Every line that contains the word "wall" should be copied from the records below.

━━━━━ Supplied material

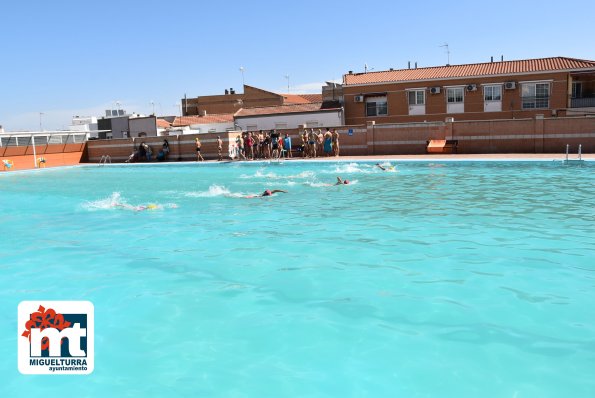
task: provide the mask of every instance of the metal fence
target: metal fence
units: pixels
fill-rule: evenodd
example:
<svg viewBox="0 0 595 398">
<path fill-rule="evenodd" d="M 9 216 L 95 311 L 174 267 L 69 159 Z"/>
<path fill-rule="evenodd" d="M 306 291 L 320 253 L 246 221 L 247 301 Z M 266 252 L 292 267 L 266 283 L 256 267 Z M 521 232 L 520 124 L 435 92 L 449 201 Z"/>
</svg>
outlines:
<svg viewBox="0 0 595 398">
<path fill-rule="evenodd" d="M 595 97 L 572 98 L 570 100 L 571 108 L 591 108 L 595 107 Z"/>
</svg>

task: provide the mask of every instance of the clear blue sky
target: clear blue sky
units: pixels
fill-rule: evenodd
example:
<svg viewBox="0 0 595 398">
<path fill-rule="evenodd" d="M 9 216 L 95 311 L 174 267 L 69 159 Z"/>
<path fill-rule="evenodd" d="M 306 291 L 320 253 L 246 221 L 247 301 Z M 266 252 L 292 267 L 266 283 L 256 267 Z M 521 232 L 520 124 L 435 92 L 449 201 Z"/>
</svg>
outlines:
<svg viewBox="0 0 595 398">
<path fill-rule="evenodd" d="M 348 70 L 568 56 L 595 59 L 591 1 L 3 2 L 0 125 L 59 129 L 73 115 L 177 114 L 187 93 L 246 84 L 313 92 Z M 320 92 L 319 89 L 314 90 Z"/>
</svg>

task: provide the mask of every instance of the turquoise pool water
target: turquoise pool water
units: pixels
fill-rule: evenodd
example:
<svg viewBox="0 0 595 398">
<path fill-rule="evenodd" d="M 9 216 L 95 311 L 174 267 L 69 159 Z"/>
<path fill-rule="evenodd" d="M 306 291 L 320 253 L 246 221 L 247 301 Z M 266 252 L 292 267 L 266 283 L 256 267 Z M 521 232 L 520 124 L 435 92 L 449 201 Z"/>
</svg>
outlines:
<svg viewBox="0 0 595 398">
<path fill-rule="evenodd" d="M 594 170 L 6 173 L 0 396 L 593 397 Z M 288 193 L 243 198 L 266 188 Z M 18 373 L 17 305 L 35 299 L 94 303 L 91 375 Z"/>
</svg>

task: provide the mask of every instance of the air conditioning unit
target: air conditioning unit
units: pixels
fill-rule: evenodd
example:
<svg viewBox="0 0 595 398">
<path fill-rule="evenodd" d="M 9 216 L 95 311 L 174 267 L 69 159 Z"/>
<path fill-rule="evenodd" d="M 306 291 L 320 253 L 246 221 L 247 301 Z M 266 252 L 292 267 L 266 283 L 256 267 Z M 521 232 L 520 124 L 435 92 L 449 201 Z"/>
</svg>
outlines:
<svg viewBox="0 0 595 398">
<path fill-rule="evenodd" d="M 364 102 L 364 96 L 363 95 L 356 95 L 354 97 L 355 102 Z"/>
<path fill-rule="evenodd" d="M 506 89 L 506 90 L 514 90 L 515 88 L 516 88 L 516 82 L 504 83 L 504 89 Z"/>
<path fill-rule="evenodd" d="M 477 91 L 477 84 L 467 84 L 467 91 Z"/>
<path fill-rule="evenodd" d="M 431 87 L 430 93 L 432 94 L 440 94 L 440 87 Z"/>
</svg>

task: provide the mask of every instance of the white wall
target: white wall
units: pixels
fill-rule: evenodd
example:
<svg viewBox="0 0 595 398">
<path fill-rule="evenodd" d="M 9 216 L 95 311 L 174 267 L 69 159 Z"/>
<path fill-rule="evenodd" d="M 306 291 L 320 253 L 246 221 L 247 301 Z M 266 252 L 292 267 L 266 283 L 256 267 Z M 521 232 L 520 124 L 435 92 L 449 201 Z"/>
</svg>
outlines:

━━━━━━━━━━

Solution below:
task: provide the mask of every instance of the white wall
target: white wall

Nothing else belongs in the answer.